-- START OF MATERIAL TO PROCESS --

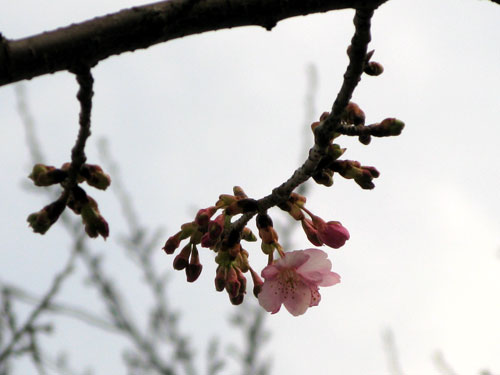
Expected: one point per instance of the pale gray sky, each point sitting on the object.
(191, 118)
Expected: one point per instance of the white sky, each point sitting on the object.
(191, 118)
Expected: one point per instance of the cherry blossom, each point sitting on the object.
(294, 281)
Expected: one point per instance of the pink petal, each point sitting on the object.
(315, 298)
(298, 300)
(329, 279)
(292, 259)
(270, 272)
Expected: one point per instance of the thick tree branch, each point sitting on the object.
(141, 27)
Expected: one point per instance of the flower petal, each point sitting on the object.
(269, 297)
(329, 279)
(299, 300)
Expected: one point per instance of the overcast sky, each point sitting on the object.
(193, 117)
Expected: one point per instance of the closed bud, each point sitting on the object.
(335, 151)
(238, 300)
(353, 114)
(324, 177)
(182, 259)
(225, 200)
(239, 193)
(232, 283)
(247, 205)
(393, 126)
(95, 176)
(263, 221)
(95, 224)
(268, 235)
(257, 283)
(243, 282)
(208, 241)
(194, 268)
(42, 220)
(172, 243)
(365, 139)
(44, 175)
(373, 68)
(248, 235)
(323, 116)
(311, 232)
(220, 278)
(203, 216)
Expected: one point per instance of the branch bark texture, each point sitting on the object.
(141, 27)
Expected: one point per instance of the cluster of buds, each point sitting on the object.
(352, 122)
(318, 232)
(211, 229)
(73, 197)
(293, 279)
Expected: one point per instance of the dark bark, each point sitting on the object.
(140, 27)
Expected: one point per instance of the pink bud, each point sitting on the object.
(172, 244)
(203, 216)
(333, 234)
(311, 232)
(232, 283)
(220, 278)
(193, 269)
(181, 260)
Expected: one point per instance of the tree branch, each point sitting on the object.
(140, 27)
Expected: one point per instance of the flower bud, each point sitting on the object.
(365, 139)
(248, 235)
(323, 177)
(193, 269)
(257, 283)
(44, 175)
(203, 216)
(373, 68)
(332, 234)
(232, 283)
(225, 200)
(323, 116)
(172, 243)
(393, 126)
(238, 300)
(239, 193)
(95, 224)
(220, 278)
(335, 151)
(247, 205)
(42, 220)
(95, 176)
(353, 114)
(182, 259)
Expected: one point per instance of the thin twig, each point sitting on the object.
(324, 132)
(41, 307)
(60, 308)
(144, 26)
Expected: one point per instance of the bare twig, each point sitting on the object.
(41, 307)
(59, 308)
(324, 132)
(141, 27)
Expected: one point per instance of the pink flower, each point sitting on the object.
(294, 281)
(332, 234)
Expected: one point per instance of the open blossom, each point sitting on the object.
(294, 281)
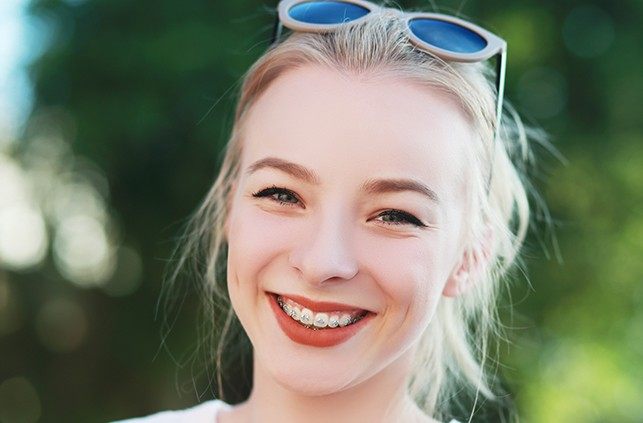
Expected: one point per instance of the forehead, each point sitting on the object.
(349, 127)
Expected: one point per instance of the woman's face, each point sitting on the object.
(349, 204)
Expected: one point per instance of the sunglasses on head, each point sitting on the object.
(446, 37)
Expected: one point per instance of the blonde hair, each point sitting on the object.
(453, 353)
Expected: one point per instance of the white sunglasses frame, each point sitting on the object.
(495, 45)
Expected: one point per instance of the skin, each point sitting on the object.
(334, 241)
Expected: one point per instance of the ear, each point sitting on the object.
(472, 265)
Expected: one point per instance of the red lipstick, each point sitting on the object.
(316, 337)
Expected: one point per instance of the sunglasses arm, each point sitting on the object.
(276, 32)
(501, 66)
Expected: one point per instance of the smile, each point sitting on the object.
(319, 320)
(323, 324)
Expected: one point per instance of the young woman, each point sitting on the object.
(366, 211)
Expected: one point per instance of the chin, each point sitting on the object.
(306, 378)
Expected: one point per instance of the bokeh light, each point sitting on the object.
(83, 252)
(23, 237)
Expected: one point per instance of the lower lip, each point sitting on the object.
(314, 338)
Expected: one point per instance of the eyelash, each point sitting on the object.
(407, 219)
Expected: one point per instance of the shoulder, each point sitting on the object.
(204, 412)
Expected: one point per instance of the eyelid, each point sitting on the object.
(408, 219)
(270, 191)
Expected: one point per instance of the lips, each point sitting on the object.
(317, 338)
(322, 306)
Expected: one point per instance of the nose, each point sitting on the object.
(325, 254)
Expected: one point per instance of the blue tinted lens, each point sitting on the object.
(326, 12)
(447, 35)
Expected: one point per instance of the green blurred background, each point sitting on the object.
(132, 101)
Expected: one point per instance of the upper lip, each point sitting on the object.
(321, 305)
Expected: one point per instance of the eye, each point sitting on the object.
(399, 217)
(283, 196)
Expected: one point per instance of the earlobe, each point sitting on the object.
(473, 265)
(457, 283)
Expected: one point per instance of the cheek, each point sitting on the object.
(255, 239)
(412, 274)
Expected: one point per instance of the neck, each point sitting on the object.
(381, 398)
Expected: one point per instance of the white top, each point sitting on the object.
(202, 413)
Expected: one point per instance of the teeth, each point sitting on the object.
(333, 321)
(306, 316)
(314, 320)
(295, 313)
(344, 320)
(321, 320)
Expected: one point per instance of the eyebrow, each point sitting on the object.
(372, 186)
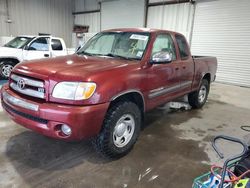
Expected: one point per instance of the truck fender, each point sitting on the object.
(130, 91)
(10, 58)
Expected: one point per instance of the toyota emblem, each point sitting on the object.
(21, 84)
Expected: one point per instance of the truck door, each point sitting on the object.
(58, 48)
(186, 64)
(164, 78)
(37, 49)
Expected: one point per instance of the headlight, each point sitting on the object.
(74, 90)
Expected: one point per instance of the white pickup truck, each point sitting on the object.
(27, 48)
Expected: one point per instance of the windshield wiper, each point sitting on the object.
(85, 53)
(119, 56)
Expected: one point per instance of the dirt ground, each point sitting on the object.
(173, 148)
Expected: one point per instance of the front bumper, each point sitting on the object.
(47, 118)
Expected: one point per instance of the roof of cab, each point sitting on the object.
(149, 30)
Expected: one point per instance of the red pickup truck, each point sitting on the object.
(104, 90)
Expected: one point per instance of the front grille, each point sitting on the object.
(27, 86)
(27, 116)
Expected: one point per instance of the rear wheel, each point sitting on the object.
(198, 98)
(5, 68)
(120, 130)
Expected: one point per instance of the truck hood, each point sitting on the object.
(71, 67)
(8, 52)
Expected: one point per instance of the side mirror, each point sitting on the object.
(26, 47)
(161, 58)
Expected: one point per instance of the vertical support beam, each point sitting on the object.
(146, 13)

-- END OF MATERIAL TO PROCESS --

• _PROBLEM_: Write out all the entries again, word for word, and print no images.

• _THE REPLY_:
Expected: one point per instance of the pale gray sky, each point sitting on the object.
(191, 118)
Expected: one point per instance of the white sky, each point sitting on the object.
(191, 118)
Expected: one point per instance of the cherry blossom, each point sitting on the object.
(294, 281)
Expected: one point per instance of the pink petal, each point sitting on the object.
(315, 298)
(298, 300)
(329, 279)
(292, 259)
(270, 272)
Expected: one point per instance of the thick tree branch, each point sitting on the object.
(141, 27)
Expected: one point per instance of the flower petal, each point sitting on the object.
(269, 297)
(329, 279)
(299, 300)
Expected: one point per instance of the overcast sky, each point sitting on the object.
(193, 117)
Expected: one point per instance of the closed bud, each point sitting on the object.
(335, 151)
(238, 300)
(353, 114)
(324, 177)
(182, 259)
(225, 200)
(239, 193)
(232, 283)
(247, 205)
(393, 126)
(95, 176)
(263, 221)
(95, 224)
(268, 235)
(257, 283)
(243, 282)
(208, 241)
(194, 268)
(42, 220)
(172, 243)
(365, 139)
(44, 175)
(373, 68)
(248, 235)
(323, 116)
(311, 232)
(220, 278)
(203, 216)
Expected: one point per instance of the branch bark texture, each point sitting on the object.
(141, 27)
Expected: one point per instance of the cluster of buds, each point sitting on the object.
(352, 122)
(318, 232)
(211, 229)
(73, 197)
(293, 279)
Expected: one point per instance of the dark bark, each point sitting on the object.
(140, 27)
Expected: one point per instance of the pink bud, each point sitting on the object.
(172, 244)
(203, 216)
(333, 234)
(311, 232)
(232, 283)
(220, 278)
(193, 269)
(181, 260)
Expected: one point per instance of the tree branch, each point sitting on the object.
(140, 27)
Expected: one point per instance of the flower bud, each point sitting on the object.
(365, 139)
(248, 235)
(323, 177)
(193, 269)
(257, 283)
(44, 175)
(203, 216)
(373, 68)
(332, 234)
(232, 283)
(225, 200)
(323, 116)
(172, 243)
(393, 126)
(238, 300)
(239, 193)
(95, 224)
(220, 278)
(335, 151)
(247, 205)
(42, 220)
(95, 176)
(353, 114)
(182, 259)
Expected: one point per instance of the thin twig, each point sitting on the object.
(324, 132)
(41, 307)
(60, 308)
(144, 26)
Expected: one point per instance of the bare twig, each point sitting on the object.
(41, 307)
(59, 308)
(324, 132)
(141, 27)
Expected: one point per instance of the pink flower, each point sitting on the object.
(294, 281)
(332, 234)
Expected: one point per instance of the open blossom, each point sitting on the object.
(294, 281)
Expected: one point per instance of the forehead, each point sitting on the object.
(349, 127)
Expected: one point per instance of the woman's face, each point sitting on the object.
(349, 204)
Expected: one point per instance of the sunglasses on head, each point sitting on the object.
(446, 37)
Expected: one point per instance of the blonde hair, each point sitting on the object.
(453, 353)
Expected: one point per instance of the white sunglasses frame, each point sitting on the object.
(495, 45)
Expected: one point per instance of the skin, each point sitting on the object.
(334, 241)
Expected: one point per instance of the ear, each point sitting on the object.
(472, 265)
Expected: one point per instance of the red lipstick, each point sitting on the object.
(316, 337)
Expected: one point per instance of the sunglasses arm, each point sitting on the object.
(276, 32)
(501, 66)
Expected: one point per instance of the smile, each point sitting on the object.
(319, 320)
(323, 324)
Expected: one point per instance of the young woman, each point sitting on the object.
(366, 211)
Expected: one point per instance of the chin, each point sitting on the object.
(306, 378)
Expected: one point per instance of the bokeh light, each point sitting on the object.
(83, 252)
(23, 237)
Expected: one point per instance of the lower lip, each point sitting on the object.
(314, 338)
Expected: one point per instance of the eyelash, each point sitting on the object.
(407, 219)
Expected: one point per instance of the shoulder, each point sitting on the object.
(204, 412)
Expected: one point per instance of the eyelid, each point sitting on the object.
(408, 219)
(270, 191)
Expected: one point per instance of the lips, each point sitting on the object.
(317, 338)
(322, 306)
Expected: one point per instance of the nose, each point sitting on the object.
(325, 254)
Expected: one point per instance of the blue tinted lens, each point sitting on the object.
(326, 12)
(447, 35)
Expected: one point per instance of the green blurred background, each point sitting on the object.
(132, 101)
Expected: one point per instance of the upper lip, each point sitting on the object.
(321, 305)
Expected: one point per instance of the eye, each point sitting on the object.
(399, 217)
(283, 196)
Expected: one point per instance of the earlobe, each point sitting on the object.
(473, 265)
(457, 283)
Expected: one point per instance of the cheek, each point sitting on the object.
(255, 239)
(412, 274)
Expected: one point per instance of the neck, each point sitting on the object.
(381, 398)
Expected: one point per instance of the white top, each point sitting on the object.
(202, 413)
Expected: one point per instance of the teeth, each point sitting on the object.
(333, 321)
(306, 316)
(314, 320)
(295, 313)
(344, 320)
(321, 320)
Expected: one point per instance of the eyebrow, each point sitting on the object.
(372, 186)
Expected: one point per instance of the truck fender, each point sitting on the object.
(130, 91)
(10, 58)
Expected: one point per instance of the toyota emblem, each point sitting on the object.
(21, 84)
Expected: one point per instance of the truck door, each point sitting on the object.
(58, 48)
(186, 64)
(164, 78)
(37, 49)
Expected: one point per instance of the headlight, each point sitting on the object.
(74, 90)
Expected: one point per instance of the white pickup truck, each point sitting on the object.
(27, 48)
Expected: one point per instance of the windshield wiper, each point sitting on the object.
(85, 53)
(119, 56)
Expected: one point per instance of the dirt ground, each point sitting on the object.
(173, 148)
Expected: one point per instance of the front bumper, each point sitting on the object.
(47, 118)
Expected: one point per instance of the roof of cab, each point sitting on the object.
(149, 30)
Expected: one point per instance of the red pickup truck, each point sitting on the object.
(104, 90)
Expected: one point per instance of the front grille, each point sitting on the object.
(27, 86)
(27, 116)
Expected: one point per instance of the rear wheel, each point sitting on the object.
(198, 98)
(5, 68)
(120, 130)
Expected: one point per instance of the truck hood, each point sitting on the object.
(71, 67)
(8, 52)
Expected: one point per instance of the side mirror, each point sitting on the object.
(26, 47)
(161, 58)
Expected: one point per instance of the vertical support beam, each point sitting on the object.
(146, 13)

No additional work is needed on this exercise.